EXCERPT:
==========
I don't see any need for this, and I don't see how you could define "meets all other site criteria" and "a genuine question."

Both processes - downvoting and voting to close - are in place for good reasons. Downvoting to indicate that people don't think the question is good, and voting to close to indicate that it needs substantial work or doesn't belong here at all.

Your first paragraph posits a case where the question is bad enough to be downvoted and to have some close votes thrown on it, but somehow it'll be found to be worthwhile enough to give someone a badge for it. Maybe there's the odd question that fits that description, but you'd have to point out a bunch to convince me.

Similarly for your second situation, you'd have to cite some examples of answers that are accurate and supported yet received downvotes due to unpopularity.

And for both examples, you'd have to cite examples where the net votes are negative, not just an answer that's not as highly upvoted as a less-correct one and not answers that received a few downvotes along with a bunch of upvotes. Again, I think there are very few of these, so what's the need for a badge?

  • I agree with this answer, but I'd like to add that just because an answer is accurate and supported does not mean that it is high quality or not deserving of downvotes. Sidebar commentary, irrelevant and/or inflammatory opinions, or a generally hostile or offensive tone all strike me as potentially valid reasons to downvote an accurate and supported answer. – Beofett Apr 23 '14 at 17:59
  • @Beofett those are good points worth considering. – Morgan Apr 23 '14 at 18:31

I think there's a confusion here which could be clarified: the voting process, the acceptance feature, the closing process, and the deletion process have little overlap in terms of purpose or criteria.
==========
SUPPLIED RECORDS:
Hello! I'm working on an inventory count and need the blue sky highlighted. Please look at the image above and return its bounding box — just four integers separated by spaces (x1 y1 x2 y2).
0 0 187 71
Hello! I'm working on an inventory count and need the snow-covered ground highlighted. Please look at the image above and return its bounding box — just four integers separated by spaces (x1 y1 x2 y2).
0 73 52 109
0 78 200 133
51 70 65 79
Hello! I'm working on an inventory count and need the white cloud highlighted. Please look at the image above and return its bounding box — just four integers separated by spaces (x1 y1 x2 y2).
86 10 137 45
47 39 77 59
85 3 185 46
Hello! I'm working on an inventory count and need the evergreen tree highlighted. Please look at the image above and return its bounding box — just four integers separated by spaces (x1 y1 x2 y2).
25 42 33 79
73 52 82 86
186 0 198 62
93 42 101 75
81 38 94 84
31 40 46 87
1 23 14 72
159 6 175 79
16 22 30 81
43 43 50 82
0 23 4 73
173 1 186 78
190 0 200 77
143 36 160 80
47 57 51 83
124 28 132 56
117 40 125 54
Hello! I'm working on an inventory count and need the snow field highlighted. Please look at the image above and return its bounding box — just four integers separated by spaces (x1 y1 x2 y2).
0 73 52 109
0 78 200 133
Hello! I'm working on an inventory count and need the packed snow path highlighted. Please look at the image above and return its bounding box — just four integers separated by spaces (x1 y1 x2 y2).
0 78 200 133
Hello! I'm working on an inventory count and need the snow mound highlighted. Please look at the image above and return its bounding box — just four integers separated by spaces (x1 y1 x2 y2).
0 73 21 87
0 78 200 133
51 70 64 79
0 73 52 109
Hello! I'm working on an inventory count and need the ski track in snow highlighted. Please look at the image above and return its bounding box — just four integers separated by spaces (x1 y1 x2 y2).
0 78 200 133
==========
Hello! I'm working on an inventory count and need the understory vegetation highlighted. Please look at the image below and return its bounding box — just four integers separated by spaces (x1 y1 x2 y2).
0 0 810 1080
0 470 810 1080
==========
THINGS TO DO:
a) Translate this sentence from the passage on downvoting and close votes into Spanish: "Both processes - downvoting and voting to close - are in place for good reasons."
b) Answer these questions from the passage on downvoting and close votes.
(i) What does downvoting indicate, according to the passage?
(ii) Which user replied that Beofett's points are worth considering?
(iii) Which four things does the last paragraph say have little overlap in purpose or criteria?
c) Continue the passage on downvoting and close votes from its final sentence.

RESULTS FOR THE EXERCISE:
a) Ambos procesos (votar negativamente y votar para cerrar) existen por buenas razones.

b)
(i) That people don't think the question is good.
(ii) Morgan.
(iii) The voting process, the acceptance feature, the closing process, and the deletion process.

c)
It's generally okay for a post that meets all the site's guidelines to still be downvoted, because voting should have nothing to do with "meets basic guidelines for acceptable contributions." It doesn't automatically mean people are abusing the voting process, nor does it mean the close/delete systems have failed. (Similarly, no one should ever feel pressured to accept the highest-voted answer to their question, because accepting an answer means it's the most useful to the querent, which is a totally subjective and individual criterion.)

Now, there are ways to abuse these features, and I suspect this idea for a badge came about because some few people are abusing the downvote system. That should be addressed. But it's inappropriate to respond to an abuse of the system by instituting pity prizes for those who suffer because of it--it'd be a tacit acceptance of the misbehaviour. If this is the level of desperation our citizens have come to in their search for redress, that is a major problem.